Location labeling records:
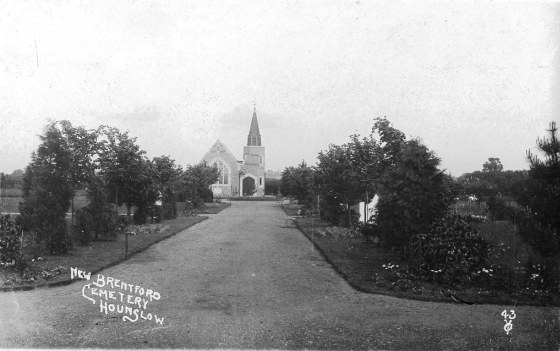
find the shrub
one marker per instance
(452, 252)
(170, 210)
(58, 240)
(101, 221)
(11, 253)
(84, 226)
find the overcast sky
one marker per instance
(471, 79)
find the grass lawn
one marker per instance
(96, 256)
(215, 207)
(361, 262)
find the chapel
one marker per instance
(239, 178)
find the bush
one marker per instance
(84, 226)
(170, 210)
(58, 240)
(11, 253)
(101, 221)
(452, 252)
(140, 215)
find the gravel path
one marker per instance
(240, 280)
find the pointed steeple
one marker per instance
(254, 137)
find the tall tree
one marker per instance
(414, 193)
(123, 165)
(166, 172)
(541, 229)
(48, 189)
(83, 146)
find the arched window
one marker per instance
(223, 177)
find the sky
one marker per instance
(472, 80)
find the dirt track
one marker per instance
(240, 280)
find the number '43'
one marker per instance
(511, 315)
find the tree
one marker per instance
(123, 166)
(298, 182)
(48, 189)
(197, 181)
(413, 194)
(492, 165)
(541, 227)
(83, 147)
(166, 172)
(338, 184)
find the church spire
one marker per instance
(254, 137)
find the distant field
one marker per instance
(11, 204)
(11, 193)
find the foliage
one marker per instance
(196, 181)
(541, 227)
(451, 252)
(271, 186)
(413, 194)
(492, 165)
(11, 253)
(47, 190)
(165, 174)
(124, 168)
(84, 226)
(495, 187)
(298, 182)
(398, 278)
(98, 217)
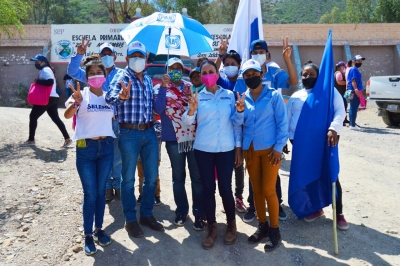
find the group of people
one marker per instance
(213, 123)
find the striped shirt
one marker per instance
(138, 109)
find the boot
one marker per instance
(261, 233)
(230, 234)
(274, 237)
(209, 240)
(109, 194)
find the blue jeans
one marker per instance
(131, 144)
(114, 180)
(178, 165)
(94, 165)
(354, 103)
(224, 162)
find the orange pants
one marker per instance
(263, 177)
(141, 178)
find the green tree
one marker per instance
(387, 11)
(334, 17)
(11, 14)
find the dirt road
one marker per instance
(41, 197)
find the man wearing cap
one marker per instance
(131, 91)
(341, 84)
(107, 54)
(262, 113)
(354, 83)
(171, 101)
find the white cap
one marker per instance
(174, 60)
(136, 47)
(251, 64)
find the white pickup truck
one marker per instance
(385, 92)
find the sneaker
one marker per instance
(102, 238)
(180, 219)
(240, 205)
(199, 223)
(90, 247)
(157, 201)
(28, 143)
(282, 214)
(248, 217)
(342, 224)
(67, 142)
(314, 216)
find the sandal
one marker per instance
(67, 142)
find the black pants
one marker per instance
(339, 203)
(38, 110)
(250, 199)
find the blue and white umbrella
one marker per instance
(169, 33)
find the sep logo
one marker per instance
(173, 41)
(64, 49)
(166, 18)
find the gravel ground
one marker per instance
(41, 197)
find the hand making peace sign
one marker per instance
(126, 91)
(82, 47)
(240, 102)
(76, 95)
(222, 49)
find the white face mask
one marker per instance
(137, 64)
(260, 58)
(231, 71)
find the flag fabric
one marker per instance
(246, 28)
(315, 165)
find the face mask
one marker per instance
(38, 67)
(260, 58)
(253, 82)
(309, 83)
(231, 71)
(175, 75)
(137, 64)
(108, 61)
(209, 80)
(96, 81)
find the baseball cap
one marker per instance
(341, 63)
(174, 60)
(258, 44)
(136, 47)
(197, 69)
(358, 57)
(40, 57)
(251, 64)
(106, 45)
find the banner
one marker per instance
(66, 38)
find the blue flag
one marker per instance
(315, 165)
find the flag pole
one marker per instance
(335, 241)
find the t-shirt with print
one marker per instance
(94, 117)
(45, 74)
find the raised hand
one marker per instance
(83, 46)
(125, 93)
(287, 49)
(222, 49)
(240, 102)
(76, 95)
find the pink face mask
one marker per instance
(96, 81)
(209, 80)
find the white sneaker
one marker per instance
(356, 128)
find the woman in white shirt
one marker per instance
(94, 150)
(45, 78)
(215, 147)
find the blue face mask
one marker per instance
(108, 61)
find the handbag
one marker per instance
(39, 94)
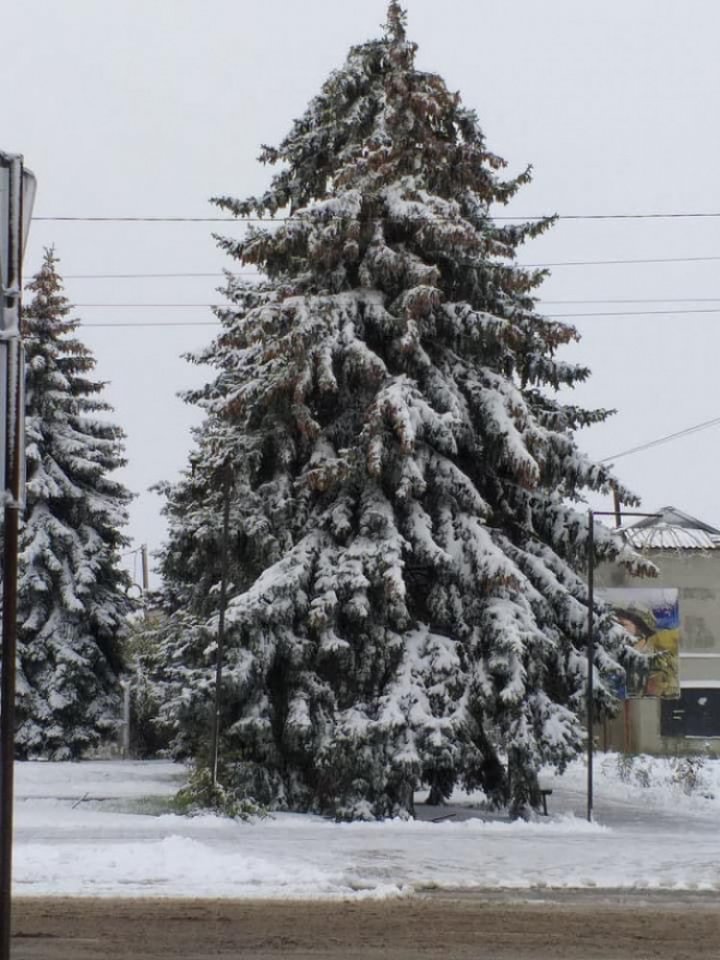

What the exercise asks: Starting at the line that contains "find the baseball cap" and continuing through the end of the entries, reproduce every line, requests included, multiplying each coordinate in the answers by 1.55 and rounding to the nearest whole number, with halves rounded up. Omit the pictures from your answer.

Exercise answer:
find the baseball cap
one marker per instance
(529, 98)
(270, 93)
(400, 68)
(211, 73)
(305, 107)
(555, 88)
(62, 88)
(389, 99)
(164, 70)
find the banner
one marker per instance
(102, 59)
find the blue flag
one marker per instance
(488, 256)
find the flag pole
one marker per instance
(519, 374)
find the t-shirt with print
one marker per instance
(146, 181)
(70, 115)
find the raised hand
one marker per instance
(129, 71)
(194, 144)
(445, 76)
(344, 76)
(372, 158)
(118, 147)
find the pink face mask
one marker per instance
(149, 126)
(324, 124)
find the white sneaker
one marker per instance
(552, 198)
find the woman in white shirt
one marker per instance
(146, 233)
(70, 121)
(333, 228)
find the blue face mask
one marker per instance
(167, 95)
find the handbag
one marker per instance
(60, 146)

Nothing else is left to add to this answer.